GIVEN TEXT -
——————

Now, here I could launch into a David Cross-inspired agnostic tirade about what COMPLETE AND UTTER FANTASY the stories in the Bible are. I won't though, that's below the high-level of intellectual stimuli I try to provide here at theartofdansilver.com. And, frankly, it's below me as well. Also, I won't bother to dissect every piece of The Book as it's redundant. Instead, I'll just speak of everybody's main-man: The J.C.
I happen to believe that Jesus was a real person who spoke some daring stuff in a time of great theocratic oppression and tyranny. I believe that his words rang true with many people and sparked a great movement of minds and beliefs, one so great that a huge empire fell as a direct result of it.
But, please, the son of God? Are you fucking kidding me?
Let me get this straight, God has one son but we are all God's children? God, who created the UNIVERSE and, wait, let's get off topic here for a moment and address the issue of the UNIVERSE a little...
The UNIVERSE is everything. The limit, or lack thereof, of time, space, knowledge, light, dark, heat, cold and all the other stuff I didn't list. Everything. Infinity (as far as we know). I'll elaborate.
We live in a Galaxy called The Milky Way. The Milky Way Galaxy is the home to our Solar System (that's our Sun, which is one star, and the planets and celestial junk in orbit around it) and an estimated two hundred to four hundred BILLION other stars. Those stars also have items in orbit around them (i.e.-planets). The Milky Way Galaxy is about one hundred thousand light-years in diameter and estimated to weigh seven hundred and fifty billion to one trillion times the weight of our sun.
For sake of comparison, as I understand that astronomy is rather involved, I'll describe the size of our galaxy in a different way. If one was to count to one billion at a rate of one number per second it would take thirty-one years, two hundred and fifty-one days, seven hours, forty-six minutes and thirty-nine seconds. Now, imagine taking one of our Suns, which dwarfs Earth many times and, for every second you count, stacking a Sun like apples in the grocery store. Keep stacking until you stack one billion Suns (which will take a little under thirty-two years, provided you have some good fire-proof gloves). Now, after you are finished, take a leak, grab a bite and repeat the process seven hundred and fifty times. You've now reached the minimum estimated weight or mass of our galaxy only.
Our galaxy is part of a cluster of galaxies known as the Local Group. This group is a composite of three large galaxies, including the Milky Way (which is the second largest) and thirty smaller galaxies. The Hubble Space telescope, which is currently the best tool astronomers have for observing space, has cataloged over three thousand galaxies in observable range. That's on a patch of visibility so small that we would need twenty-seven million of said patches to fill the entire sky. However, it's calculated that the Hubble is capable, under prime conditions, of detecting about eighty billion galaxies.
Remember that counting to one billion thing? Imagine the amount of Suns, planets, nebulas, etc. in the known Universe. That's a bunch of zeros.

——————

PROVIDED RECORDS -
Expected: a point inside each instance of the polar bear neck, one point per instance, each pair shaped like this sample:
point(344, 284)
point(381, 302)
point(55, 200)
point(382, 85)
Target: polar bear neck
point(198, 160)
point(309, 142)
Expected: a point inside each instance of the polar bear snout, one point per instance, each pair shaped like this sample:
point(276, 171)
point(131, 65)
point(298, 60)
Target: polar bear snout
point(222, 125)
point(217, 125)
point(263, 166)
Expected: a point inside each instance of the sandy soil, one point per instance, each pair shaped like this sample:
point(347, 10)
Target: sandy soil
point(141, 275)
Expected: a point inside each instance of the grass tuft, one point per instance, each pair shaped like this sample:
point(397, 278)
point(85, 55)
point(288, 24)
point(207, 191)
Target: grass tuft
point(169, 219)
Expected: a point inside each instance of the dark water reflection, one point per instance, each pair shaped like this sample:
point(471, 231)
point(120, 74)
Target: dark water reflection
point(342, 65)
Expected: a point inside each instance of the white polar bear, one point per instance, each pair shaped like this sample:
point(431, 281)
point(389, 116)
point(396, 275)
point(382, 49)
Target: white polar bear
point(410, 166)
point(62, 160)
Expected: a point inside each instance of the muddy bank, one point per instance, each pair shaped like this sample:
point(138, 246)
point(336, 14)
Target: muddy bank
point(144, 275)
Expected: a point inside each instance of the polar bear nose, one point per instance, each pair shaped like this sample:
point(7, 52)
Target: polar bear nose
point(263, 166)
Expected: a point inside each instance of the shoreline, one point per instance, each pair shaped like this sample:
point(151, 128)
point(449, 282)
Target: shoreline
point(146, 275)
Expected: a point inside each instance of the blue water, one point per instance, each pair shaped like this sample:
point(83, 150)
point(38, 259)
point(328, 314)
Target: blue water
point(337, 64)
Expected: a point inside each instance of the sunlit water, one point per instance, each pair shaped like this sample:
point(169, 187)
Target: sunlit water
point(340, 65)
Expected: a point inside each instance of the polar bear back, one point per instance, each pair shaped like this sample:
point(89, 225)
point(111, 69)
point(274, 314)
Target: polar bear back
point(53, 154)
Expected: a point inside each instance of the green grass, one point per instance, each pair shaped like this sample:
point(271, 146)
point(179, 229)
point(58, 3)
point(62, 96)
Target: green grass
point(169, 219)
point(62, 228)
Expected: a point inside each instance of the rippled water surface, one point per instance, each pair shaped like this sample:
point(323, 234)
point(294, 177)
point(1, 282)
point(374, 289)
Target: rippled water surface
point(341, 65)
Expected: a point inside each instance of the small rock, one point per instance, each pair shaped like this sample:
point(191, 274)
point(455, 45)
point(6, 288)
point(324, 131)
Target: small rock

——————

GOALS -
A: From the essay on Jesus and the universe, list the things the writer names when defining the UNIVERSE as everything, in the order they appear.
B: Put this sentence from the essay on Jesus and the universe into Spanish: "Our galaxy is part of a cluster of galaxies known as the Local Group."
C: Carry on the essay on Jesus and the universe from the point where it stops.

THE REPLIES -
A: time, space, knowledge, light, dark, heat, cold

B: Nuestra galaxia forma parte de un cúmulo de galaxias conocido como el Grupo Local.

C:
So, Earth is the only place that we know for sure that can sustain life. Of course, we still haven't been able to fully explore our own solar system. Considering the fact that we can safely assume there are numerous planets orbiting some, if not all, of those two hundred to four hundred billion stars in our own galaxy alone, I think we can safely assume that there is a prospect that life exists somewhere else in the Universe. Earth and its inhabitants are barely one drop of water in the ocean of planets.
I'm not a huge X-Files fan. I don't believe in UFO's. I'm not big into conspiracies. In fact, I'm a pretty moderate guy. Considering that, I pose this question to those members of humanity wrought with belief in Jesus:
Isn't it just a tad arrogant to proclaim him ruler of all we know when we don't, as of yet, know shit? Did Jesus decide that black holes were going to be the ultimate victors over gravity and have the ability to consume stars, distort time and put giant rifts in space while he was going to hang here and get tortured to death? Am I to believe that one guy is the heir to all of that which I just described when, for all we know, it's filled with trillions of other beings? And maybe, just maybe, isn't it possible that God could give a shit about humans? Perhaps God looks at us like some failed science project, the bridge made of hot glue and popsicle sticks that couldn't hold the teacher? Could we be the soap-box racer that only had three wheels and tipped over on the first turn? Maybe God hates us and is going to send hurricanes, tsunamis, global-warming, war, famine and Friends reunions to us until we finally die.
I think organized religions with its profits, martyrs and saviors serve a purpose. We need to be taught morality so we can function in society, with others. The power of myth is great. However, in light of organized religion's record of accomplishment in spawning wars and death on a mass scale, I have a tendency to believe that there may be other, less damaging, ways of going about that task.
I'm not advocating religion be abolished. If you want a religion, have a ball, spend every day in church. If it enriches your life and helps your day to day, go to it. But let's keep some perspective, mortals who may have been but probably weren't speaking on behalf of the one true God wrote those sacred books. That said, mere mortals are idiots (if Washington and Hollywood are any examples) and the only thing worse than plain idiots is delusional, self-righteous idiots in large groups (again, same examples).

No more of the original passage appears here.